Exercise brief:
All of the records below are to be copied exactly.

Referring expression data:
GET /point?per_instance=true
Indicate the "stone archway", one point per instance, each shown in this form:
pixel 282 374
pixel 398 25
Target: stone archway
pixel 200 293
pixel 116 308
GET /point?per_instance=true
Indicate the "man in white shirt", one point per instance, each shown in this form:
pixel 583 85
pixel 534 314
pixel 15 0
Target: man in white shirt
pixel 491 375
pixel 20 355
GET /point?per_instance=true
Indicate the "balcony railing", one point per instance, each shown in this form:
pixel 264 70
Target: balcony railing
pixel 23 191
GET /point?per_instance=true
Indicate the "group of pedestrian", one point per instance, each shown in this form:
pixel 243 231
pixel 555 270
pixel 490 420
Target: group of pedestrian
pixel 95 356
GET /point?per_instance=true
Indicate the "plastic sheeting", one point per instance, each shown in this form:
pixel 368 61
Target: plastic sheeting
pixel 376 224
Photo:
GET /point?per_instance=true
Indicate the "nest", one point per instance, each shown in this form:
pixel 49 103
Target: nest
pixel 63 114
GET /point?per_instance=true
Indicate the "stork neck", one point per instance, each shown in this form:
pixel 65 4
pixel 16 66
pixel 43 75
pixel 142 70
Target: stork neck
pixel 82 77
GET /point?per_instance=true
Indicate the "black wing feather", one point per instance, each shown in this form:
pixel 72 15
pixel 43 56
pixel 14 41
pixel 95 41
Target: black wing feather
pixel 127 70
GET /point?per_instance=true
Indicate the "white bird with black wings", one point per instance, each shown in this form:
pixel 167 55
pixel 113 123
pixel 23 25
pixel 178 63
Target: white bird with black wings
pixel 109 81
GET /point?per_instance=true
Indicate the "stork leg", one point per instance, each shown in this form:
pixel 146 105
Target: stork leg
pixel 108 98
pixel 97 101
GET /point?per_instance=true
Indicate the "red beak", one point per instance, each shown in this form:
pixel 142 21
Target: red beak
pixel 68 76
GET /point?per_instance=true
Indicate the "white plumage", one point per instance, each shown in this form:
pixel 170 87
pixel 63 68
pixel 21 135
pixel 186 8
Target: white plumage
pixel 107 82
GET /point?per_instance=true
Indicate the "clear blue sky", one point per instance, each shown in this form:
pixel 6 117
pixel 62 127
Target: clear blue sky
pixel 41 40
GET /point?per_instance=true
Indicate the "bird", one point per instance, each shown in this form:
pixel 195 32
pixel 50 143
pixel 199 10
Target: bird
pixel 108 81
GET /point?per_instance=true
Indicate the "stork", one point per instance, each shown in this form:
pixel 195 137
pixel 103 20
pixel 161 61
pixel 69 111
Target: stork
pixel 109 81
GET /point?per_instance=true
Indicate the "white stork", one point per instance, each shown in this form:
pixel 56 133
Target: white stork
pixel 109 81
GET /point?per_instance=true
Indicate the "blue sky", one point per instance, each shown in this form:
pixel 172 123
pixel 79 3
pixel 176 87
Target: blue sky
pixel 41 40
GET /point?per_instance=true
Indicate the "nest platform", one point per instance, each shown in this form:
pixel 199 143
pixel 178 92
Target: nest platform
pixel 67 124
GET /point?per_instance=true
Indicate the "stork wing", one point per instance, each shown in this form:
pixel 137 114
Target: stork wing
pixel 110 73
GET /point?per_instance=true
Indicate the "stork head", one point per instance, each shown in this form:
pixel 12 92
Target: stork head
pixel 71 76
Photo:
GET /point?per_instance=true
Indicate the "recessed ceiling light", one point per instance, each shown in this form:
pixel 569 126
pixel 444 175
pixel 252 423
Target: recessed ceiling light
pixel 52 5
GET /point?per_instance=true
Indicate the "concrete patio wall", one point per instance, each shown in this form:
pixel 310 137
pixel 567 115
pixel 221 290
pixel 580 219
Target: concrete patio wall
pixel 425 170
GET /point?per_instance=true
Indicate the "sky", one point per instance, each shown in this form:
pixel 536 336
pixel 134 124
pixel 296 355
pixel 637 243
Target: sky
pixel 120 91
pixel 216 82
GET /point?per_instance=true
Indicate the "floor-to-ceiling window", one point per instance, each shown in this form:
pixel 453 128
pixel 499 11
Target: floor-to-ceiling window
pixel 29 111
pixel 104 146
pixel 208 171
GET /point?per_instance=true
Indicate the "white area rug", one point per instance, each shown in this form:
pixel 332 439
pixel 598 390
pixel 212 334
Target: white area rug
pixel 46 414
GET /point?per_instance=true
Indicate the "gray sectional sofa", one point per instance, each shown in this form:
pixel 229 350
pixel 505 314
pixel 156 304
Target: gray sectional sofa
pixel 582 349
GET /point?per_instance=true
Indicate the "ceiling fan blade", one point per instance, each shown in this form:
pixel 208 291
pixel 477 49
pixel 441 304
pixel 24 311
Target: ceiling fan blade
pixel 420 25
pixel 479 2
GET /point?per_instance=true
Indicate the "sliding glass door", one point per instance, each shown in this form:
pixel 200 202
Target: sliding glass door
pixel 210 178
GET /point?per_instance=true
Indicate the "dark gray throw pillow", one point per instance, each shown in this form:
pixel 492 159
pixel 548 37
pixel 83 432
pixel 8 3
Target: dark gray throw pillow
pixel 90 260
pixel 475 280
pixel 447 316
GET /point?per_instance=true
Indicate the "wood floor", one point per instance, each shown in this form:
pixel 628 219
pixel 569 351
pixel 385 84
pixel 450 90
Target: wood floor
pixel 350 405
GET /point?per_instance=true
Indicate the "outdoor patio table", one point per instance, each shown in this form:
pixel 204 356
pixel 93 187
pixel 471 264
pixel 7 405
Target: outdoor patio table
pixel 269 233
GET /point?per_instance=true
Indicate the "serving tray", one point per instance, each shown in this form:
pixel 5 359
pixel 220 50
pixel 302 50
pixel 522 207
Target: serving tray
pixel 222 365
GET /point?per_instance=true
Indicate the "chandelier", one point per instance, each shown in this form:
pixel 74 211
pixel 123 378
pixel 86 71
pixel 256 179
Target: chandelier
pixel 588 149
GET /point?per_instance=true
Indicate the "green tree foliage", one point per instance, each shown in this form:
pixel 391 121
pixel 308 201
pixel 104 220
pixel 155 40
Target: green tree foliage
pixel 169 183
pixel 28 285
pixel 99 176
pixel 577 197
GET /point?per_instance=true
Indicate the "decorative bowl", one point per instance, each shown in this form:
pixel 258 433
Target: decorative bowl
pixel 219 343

Response for this exercise:
GET /point?per_instance=true
Indicate the "stone archway", one point per instance, each shown in this form:
pixel 282 374
pixel 398 25
Target: stone archway
pixel 200 293
pixel 116 308
GET /point?per_instance=true
Indicate the "man in white shirt", one point per instance, each shown in this form:
pixel 583 85
pixel 534 314
pixel 15 0
Target: man in white shirt
pixel 491 375
pixel 20 355
GET /point?per_instance=true
Indicate the "balcony railing", one point per instance, each shown in this form:
pixel 264 70
Target: balcony railing
pixel 23 191
GET /point?per_instance=true
Indicate the "group of pedestrian", one point per instance, each shown in this form:
pixel 243 231
pixel 555 270
pixel 490 420
Target: group of pedestrian
pixel 95 356
GET /point?per_instance=true
Indicate the "plastic sheeting", one point per instance, each shown in this form:
pixel 368 61
Target: plastic sheeting
pixel 376 224
Photo:
GET /point?per_instance=true
Indicate the "nest", one point per instance, each shown in this form:
pixel 49 103
Target: nest
pixel 63 114
GET /point?per_instance=true
Indicate the "stork neck", one point per instance, each shown in this form:
pixel 65 4
pixel 16 66
pixel 43 75
pixel 142 70
Target: stork neck
pixel 82 77
GET /point?per_instance=true
Indicate the "black wing feather", one point per instance, each shown in this form:
pixel 72 15
pixel 43 56
pixel 14 41
pixel 95 41
Target: black wing feather
pixel 127 70
GET /point?per_instance=true
Indicate the "white bird with black wings", one point per instance, each shown in this form:
pixel 167 55
pixel 113 123
pixel 23 25
pixel 178 63
Target: white bird with black wings
pixel 109 81
GET /point?per_instance=true
Indicate the "stork leg", one point per instance, each shown in this form:
pixel 146 105
Target: stork leg
pixel 108 98
pixel 97 101
GET /point?per_instance=true
Indicate the "red beak", one point per instance, each shown in this form:
pixel 142 21
Target: red beak
pixel 68 76
GET /point?per_instance=true
Indicate the "white plumage", one point per instance, each shown in this form:
pixel 170 87
pixel 63 68
pixel 21 135
pixel 186 8
Target: white plumage
pixel 107 82
GET /point?per_instance=true
Indicate the "clear blue sky", one point per instance, each shown in this form:
pixel 6 117
pixel 62 127
Target: clear blue sky
pixel 41 40
GET /point?per_instance=true
Indicate the "bird", one point per instance, each shown in this form:
pixel 195 32
pixel 50 143
pixel 199 10
Target: bird
pixel 108 81
GET /point?per_instance=true
Indicate the "stork", one point per instance, each shown in this form:
pixel 195 137
pixel 103 20
pixel 161 61
pixel 69 111
Target: stork
pixel 109 81
GET /point?per_instance=true
Indicate the "white stork", one point per instance, each shown in this form:
pixel 56 133
Target: white stork
pixel 109 81
GET /point?per_instance=true
Indicate the "blue sky", one point per instance, each shown in this form:
pixel 172 123
pixel 79 3
pixel 176 87
Target: blue sky
pixel 41 40
GET /point?per_instance=true
Indicate the "nest platform", one point per instance, each shown in this form:
pixel 199 143
pixel 178 92
Target: nest platform
pixel 67 124
GET /point?per_instance=true
Indicate the "stork wing", one point per instance, each shown in this form:
pixel 137 114
Target: stork wing
pixel 110 73
GET /point?per_instance=true
Indicate the "stork head", one point per instance, each shown in this form:
pixel 12 92
Target: stork head
pixel 71 76
Photo:
GET /point?per_instance=true
Indicate the "recessed ceiling light", one point per instance, each shown in this form:
pixel 569 126
pixel 444 175
pixel 252 423
Target: recessed ceiling light
pixel 52 5
GET /point?per_instance=true
Indicate the "concrete patio wall", one point per instance, each shown in this form:
pixel 310 137
pixel 567 115
pixel 221 290
pixel 580 219
Target: concrete patio wall
pixel 425 170
GET /point?per_instance=true
Indicate the "sky", one point per instance, each shown in this form:
pixel 536 336
pixel 134 124
pixel 296 355
pixel 637 243
Target: sky
pixel 120 91
pixel 216 82
GET /point?per_instance=true
Indicate the "floor-to-ceiling window", one point per instance, each shown in this form:
pixel 453 128
pixel 499 11
Target: floor-to-ceiling window
pixel 29 111
pixel 104 146
pixel 208 171
GET /point?per_instance=true
Indicate the "white area rug", one point per instance, each shown in this form:
pixel 332 439
pixel 598 390
pixel 212 334
Target: white area rug
pixel 46 414
GET /point?per_instance=true
Indicate the "gray sectional sofa", one point per instance, each shown in this form:
pixel 229 350
pixel 505 314
pixel 156 304
Target: gray sectional sofa
pixel 582 349
GET /point?per_instance=true
Indicate the "ceiling fan blade", one point per instance, each shown in this form:
pixel 208 291
pixel 477 49
pixel 441 304
pixel 24 311
Target: ceiling fan blade
pixel 420 25
pixel 479 2
GET /point?per_instance=true
Indicate the "sliding glass door", one point per instance, each shown in this form:
pixel 200 202
Target: sliding glass door
pixel 210 178
GET /point?per_instance=true
Indicate the "dark gray throw pillow", one point per instance, each shown in this form:
pixel 492 159
pixel 548 37
pixel 83 432
pixel 8 3
Target: dark gray throw pillow
pixel 90 260
pixel 475 280
pixel 447 316
GET /point?per_instance=true
Indicate the "wood floor", one point per instance, each shown in this form:
pixel 628 219
pixel 569 351
pixel 385 84
pixel 450 90
Target: wood floor
pixel 350 405
GET /point?per_instance=true
Indicate the "outdoor patio table", one point per instance, each shown in this form:
pixel 204 356
pixel 93 187
pixel 471 264
pixel 7 405
Target: outdoor patio table
pixel 269 233
GET /point?per_instance=true
Indicate the "serving tray", one point per instance, each shown in this form:
pixel 5 359
pixel 220 50
pixel 302 50
pixel 522 207
Target: serving tray
pixel 222 365
GET /point?per_instance=true
Indicate the "chandelier", one point per instance, each shown in this form:
pixel 74 211
pixel 123 378
pixel 86 71
pixel 256 179
Target: chandelier
pixel 588 149
GET /point?per_instance=true
Indicate the "green tree foliage", one point per instance, each shown in this form:
pixel 391 121
pixel 308 201
pixel 104 220
pixel 155 40
Target: green tree foliage
pixel 169 183
pixel 28 285
pixel 99 176
pixel 577 197
GET /point?per_instance=true
Indicate the "decorative bowl", one point per instance, each shown in this form:
pixel 258 433
Target: decorative bowl
pixel 219 343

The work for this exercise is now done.